* Image region labeling entries *
____________
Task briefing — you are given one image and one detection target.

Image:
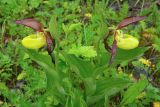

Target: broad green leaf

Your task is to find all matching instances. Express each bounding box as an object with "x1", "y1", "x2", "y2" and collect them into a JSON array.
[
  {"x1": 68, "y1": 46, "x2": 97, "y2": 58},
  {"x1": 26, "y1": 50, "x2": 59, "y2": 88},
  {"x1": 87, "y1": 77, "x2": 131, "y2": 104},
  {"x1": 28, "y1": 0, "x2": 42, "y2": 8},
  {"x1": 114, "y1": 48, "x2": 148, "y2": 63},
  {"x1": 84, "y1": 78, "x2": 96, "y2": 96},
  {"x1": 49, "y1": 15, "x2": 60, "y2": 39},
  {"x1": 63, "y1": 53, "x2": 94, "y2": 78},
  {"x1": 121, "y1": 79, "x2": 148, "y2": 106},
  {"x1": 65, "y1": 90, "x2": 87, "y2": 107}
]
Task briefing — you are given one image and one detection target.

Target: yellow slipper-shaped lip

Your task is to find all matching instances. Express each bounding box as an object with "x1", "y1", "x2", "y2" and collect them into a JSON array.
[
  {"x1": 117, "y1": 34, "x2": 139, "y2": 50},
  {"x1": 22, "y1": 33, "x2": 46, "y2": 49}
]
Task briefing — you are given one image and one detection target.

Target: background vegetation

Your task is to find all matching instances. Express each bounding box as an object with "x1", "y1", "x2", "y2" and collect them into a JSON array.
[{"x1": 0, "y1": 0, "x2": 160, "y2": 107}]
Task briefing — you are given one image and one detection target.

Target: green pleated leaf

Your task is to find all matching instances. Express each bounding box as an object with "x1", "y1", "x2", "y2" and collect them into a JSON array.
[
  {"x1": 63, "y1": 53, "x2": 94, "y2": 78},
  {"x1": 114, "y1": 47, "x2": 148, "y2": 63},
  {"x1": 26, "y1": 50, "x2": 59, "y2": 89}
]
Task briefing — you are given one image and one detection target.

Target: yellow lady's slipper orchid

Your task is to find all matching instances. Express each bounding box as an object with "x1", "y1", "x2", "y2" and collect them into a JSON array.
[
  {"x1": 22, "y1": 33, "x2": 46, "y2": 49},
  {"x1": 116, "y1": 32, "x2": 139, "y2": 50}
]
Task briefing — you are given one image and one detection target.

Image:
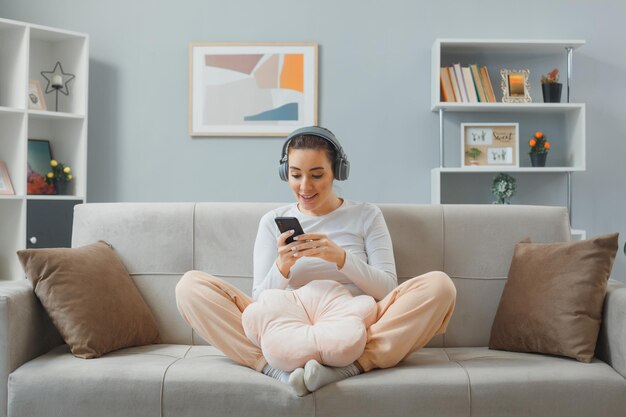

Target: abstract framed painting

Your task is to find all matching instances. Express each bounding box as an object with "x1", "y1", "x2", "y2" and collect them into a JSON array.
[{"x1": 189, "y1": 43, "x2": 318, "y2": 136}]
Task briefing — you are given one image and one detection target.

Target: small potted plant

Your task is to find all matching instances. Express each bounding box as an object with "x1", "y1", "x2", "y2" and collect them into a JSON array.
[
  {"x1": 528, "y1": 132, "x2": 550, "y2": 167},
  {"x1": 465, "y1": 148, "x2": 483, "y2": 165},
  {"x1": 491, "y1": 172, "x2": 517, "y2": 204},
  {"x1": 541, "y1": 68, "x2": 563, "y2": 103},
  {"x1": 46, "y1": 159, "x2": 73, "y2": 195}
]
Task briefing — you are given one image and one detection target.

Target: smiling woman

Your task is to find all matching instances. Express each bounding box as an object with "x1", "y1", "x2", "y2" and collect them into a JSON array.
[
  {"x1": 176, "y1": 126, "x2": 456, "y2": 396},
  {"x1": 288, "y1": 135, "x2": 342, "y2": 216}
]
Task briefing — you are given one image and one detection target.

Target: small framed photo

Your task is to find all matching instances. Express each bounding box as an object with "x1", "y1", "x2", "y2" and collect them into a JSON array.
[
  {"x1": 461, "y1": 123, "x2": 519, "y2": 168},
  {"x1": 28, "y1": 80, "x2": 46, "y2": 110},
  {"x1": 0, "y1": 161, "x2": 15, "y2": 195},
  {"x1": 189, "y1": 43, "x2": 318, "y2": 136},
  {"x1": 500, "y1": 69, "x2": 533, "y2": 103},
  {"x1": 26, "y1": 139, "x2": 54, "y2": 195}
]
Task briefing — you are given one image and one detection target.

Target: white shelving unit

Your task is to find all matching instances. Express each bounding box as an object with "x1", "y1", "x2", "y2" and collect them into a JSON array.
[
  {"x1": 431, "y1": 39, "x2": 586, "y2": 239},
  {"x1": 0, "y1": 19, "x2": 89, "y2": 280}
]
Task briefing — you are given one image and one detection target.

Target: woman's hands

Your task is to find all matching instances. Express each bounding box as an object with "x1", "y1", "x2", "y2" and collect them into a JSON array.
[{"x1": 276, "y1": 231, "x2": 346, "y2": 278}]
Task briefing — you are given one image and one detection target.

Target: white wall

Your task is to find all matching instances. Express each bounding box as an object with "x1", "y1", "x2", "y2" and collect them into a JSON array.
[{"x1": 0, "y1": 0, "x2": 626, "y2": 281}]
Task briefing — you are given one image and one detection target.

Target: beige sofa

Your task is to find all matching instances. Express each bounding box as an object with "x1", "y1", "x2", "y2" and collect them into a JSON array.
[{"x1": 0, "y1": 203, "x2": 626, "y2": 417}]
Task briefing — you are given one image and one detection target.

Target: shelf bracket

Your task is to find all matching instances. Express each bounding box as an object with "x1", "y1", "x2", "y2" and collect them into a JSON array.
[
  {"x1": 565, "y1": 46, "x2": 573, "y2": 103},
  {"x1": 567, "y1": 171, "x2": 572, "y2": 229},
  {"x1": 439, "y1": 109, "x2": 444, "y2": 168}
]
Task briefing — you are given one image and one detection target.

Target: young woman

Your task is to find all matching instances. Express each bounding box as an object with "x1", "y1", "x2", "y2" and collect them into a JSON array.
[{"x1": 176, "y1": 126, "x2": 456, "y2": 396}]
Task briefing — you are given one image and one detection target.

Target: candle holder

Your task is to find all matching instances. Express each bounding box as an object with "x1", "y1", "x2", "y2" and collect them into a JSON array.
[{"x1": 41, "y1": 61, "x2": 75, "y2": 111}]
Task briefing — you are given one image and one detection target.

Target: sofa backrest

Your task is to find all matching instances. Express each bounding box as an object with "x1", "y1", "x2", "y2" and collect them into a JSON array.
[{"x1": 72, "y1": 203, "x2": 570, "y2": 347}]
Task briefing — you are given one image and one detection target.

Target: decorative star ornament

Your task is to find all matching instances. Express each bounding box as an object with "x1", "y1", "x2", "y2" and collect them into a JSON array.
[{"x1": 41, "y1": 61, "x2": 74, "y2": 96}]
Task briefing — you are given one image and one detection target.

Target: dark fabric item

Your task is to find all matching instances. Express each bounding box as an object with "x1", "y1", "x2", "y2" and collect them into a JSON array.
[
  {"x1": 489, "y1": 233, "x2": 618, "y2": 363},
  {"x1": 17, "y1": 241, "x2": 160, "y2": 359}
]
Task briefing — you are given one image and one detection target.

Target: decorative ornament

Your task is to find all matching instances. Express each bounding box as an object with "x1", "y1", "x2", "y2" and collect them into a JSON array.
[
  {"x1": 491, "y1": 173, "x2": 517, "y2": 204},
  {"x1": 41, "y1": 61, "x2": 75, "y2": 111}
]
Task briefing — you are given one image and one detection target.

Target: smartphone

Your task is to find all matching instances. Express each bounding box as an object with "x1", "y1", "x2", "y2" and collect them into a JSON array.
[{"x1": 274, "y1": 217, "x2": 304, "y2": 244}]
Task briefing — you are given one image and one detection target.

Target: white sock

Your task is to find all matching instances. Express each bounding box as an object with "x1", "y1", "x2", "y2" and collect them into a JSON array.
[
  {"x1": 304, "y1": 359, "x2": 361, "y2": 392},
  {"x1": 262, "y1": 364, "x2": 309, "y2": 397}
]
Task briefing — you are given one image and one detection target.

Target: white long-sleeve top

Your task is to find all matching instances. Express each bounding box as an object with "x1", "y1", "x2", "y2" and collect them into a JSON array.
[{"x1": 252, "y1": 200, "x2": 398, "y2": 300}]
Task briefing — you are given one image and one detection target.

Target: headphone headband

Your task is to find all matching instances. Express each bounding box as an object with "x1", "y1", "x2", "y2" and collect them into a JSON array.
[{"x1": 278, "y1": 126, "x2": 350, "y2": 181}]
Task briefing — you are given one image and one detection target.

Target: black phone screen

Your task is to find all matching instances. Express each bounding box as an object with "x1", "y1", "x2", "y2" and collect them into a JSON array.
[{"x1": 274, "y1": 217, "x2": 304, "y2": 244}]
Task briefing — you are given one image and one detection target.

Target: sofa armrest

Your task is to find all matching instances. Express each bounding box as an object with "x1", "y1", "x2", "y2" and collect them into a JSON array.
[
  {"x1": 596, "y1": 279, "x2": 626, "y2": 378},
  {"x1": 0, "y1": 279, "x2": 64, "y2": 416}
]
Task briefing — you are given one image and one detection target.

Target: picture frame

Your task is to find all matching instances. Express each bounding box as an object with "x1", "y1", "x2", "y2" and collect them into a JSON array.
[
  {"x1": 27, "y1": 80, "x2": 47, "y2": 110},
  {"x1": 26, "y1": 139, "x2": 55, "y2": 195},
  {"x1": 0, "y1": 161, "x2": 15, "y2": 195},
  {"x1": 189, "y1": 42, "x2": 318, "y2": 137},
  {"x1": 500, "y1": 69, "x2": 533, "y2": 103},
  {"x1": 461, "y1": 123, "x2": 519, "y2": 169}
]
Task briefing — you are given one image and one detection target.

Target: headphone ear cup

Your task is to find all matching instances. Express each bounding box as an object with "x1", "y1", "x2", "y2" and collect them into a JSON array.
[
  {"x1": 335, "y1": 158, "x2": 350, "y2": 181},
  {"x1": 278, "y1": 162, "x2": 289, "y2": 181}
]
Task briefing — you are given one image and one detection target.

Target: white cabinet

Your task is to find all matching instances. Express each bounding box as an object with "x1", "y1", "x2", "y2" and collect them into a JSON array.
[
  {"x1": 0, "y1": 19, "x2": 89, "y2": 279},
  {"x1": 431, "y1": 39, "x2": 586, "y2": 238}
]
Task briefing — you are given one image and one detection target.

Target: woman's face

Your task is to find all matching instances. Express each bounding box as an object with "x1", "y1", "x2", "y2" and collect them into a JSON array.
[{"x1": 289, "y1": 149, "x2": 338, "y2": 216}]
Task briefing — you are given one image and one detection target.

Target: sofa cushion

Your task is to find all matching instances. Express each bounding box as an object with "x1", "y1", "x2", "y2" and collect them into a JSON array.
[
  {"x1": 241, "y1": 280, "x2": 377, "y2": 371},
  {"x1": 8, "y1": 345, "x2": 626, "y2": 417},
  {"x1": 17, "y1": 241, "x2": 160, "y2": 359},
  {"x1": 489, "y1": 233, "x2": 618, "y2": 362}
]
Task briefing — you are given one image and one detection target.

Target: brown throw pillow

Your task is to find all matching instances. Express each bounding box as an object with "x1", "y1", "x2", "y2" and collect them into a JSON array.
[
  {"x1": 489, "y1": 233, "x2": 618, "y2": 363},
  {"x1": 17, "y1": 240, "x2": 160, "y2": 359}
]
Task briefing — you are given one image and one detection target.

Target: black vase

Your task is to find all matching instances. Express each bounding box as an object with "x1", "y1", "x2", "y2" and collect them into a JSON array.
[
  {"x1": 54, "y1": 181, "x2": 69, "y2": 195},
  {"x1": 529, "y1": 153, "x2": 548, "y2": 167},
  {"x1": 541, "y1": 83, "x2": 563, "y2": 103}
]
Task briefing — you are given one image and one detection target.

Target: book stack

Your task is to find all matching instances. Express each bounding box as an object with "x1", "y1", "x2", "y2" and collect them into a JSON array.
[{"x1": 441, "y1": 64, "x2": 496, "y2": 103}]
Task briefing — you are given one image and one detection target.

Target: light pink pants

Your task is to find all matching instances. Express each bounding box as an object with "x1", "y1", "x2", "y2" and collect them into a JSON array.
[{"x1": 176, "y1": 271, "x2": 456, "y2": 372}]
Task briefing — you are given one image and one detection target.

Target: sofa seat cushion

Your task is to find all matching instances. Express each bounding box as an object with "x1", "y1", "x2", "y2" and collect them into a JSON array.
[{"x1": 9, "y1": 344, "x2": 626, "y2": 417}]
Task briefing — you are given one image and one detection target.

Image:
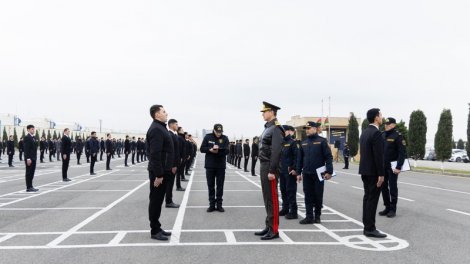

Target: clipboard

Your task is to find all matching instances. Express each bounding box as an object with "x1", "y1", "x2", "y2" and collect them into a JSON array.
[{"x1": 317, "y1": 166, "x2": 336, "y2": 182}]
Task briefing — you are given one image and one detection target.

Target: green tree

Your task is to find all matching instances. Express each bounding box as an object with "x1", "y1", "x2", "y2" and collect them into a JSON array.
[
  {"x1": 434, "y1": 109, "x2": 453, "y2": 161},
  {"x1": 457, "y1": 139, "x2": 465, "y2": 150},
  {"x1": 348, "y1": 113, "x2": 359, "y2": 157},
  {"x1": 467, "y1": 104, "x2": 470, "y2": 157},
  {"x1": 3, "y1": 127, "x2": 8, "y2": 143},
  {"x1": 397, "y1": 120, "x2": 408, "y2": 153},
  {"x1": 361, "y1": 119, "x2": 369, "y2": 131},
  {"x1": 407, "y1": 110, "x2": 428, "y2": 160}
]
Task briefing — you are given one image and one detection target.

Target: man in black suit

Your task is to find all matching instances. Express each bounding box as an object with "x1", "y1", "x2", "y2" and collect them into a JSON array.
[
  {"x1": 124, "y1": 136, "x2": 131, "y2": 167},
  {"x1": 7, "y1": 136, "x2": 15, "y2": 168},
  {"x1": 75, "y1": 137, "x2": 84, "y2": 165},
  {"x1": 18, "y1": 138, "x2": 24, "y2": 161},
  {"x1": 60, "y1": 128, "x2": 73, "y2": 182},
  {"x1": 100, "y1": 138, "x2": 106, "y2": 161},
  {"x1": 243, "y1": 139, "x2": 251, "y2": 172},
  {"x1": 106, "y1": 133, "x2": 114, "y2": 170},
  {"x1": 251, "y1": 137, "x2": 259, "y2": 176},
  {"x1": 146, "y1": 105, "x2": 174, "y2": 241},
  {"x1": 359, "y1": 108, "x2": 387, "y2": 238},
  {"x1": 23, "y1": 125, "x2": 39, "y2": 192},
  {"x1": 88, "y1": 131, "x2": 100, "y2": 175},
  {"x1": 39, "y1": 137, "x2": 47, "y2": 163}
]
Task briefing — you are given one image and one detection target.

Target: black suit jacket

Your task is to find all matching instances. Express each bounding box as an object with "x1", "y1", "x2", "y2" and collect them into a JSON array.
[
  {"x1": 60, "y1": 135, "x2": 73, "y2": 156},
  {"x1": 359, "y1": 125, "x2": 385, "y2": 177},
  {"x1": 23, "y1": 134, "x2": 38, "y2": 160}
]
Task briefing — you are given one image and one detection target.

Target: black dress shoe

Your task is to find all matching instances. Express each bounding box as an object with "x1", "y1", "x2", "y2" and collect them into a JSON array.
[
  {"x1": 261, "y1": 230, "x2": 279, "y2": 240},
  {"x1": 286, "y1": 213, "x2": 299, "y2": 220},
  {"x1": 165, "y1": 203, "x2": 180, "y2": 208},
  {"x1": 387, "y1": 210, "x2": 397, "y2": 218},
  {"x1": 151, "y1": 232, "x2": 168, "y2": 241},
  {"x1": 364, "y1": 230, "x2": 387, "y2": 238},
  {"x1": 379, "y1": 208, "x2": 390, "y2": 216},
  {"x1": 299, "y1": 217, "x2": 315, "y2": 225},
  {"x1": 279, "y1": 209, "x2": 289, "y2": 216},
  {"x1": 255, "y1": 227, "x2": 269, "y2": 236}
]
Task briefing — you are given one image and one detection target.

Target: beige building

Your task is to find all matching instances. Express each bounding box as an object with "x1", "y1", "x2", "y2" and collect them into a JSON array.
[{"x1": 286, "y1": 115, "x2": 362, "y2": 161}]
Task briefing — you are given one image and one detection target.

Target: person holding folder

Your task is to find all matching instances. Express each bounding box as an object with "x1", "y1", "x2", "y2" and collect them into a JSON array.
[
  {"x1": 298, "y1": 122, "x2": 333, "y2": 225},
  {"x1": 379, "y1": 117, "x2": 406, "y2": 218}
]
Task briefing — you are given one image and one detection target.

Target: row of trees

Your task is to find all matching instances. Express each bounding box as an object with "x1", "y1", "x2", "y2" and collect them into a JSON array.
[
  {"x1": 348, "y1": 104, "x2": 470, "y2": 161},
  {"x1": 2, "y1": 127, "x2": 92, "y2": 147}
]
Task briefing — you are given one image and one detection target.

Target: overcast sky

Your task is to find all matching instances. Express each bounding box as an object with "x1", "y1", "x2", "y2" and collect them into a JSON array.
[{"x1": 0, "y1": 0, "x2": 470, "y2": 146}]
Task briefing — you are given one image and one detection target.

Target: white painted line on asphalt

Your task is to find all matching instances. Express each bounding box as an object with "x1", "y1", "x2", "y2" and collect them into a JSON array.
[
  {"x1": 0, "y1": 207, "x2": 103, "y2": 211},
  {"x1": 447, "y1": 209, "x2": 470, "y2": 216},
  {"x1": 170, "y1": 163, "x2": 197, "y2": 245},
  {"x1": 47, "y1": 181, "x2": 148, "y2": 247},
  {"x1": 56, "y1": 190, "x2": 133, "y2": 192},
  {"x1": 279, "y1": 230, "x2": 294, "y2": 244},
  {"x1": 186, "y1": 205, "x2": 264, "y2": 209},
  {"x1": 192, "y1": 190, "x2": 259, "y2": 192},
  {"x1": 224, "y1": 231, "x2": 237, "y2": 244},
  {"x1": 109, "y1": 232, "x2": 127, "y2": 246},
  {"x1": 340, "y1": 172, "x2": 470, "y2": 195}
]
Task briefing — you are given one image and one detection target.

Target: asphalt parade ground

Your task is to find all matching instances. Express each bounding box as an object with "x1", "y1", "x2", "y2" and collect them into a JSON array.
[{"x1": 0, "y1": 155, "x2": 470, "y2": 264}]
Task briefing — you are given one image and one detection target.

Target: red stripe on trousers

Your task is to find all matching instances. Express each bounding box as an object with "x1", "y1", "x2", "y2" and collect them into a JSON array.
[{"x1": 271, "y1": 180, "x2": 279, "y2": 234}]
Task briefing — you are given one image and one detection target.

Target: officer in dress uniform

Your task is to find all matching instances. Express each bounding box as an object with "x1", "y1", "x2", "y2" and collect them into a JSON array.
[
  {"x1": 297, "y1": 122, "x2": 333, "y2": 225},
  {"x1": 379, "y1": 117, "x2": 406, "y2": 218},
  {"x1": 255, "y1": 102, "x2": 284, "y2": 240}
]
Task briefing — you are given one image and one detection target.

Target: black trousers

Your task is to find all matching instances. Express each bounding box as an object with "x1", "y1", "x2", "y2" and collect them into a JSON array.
____________
Gather every line of the data above that contains the word "sofa" and copy each one out. Case counts.

* COMPLETE RESPONSE *
Target: beige sofa
Target: sofa backrest
Target: sofa armrest
Target: sofa cushion
Target: sofa seat cushion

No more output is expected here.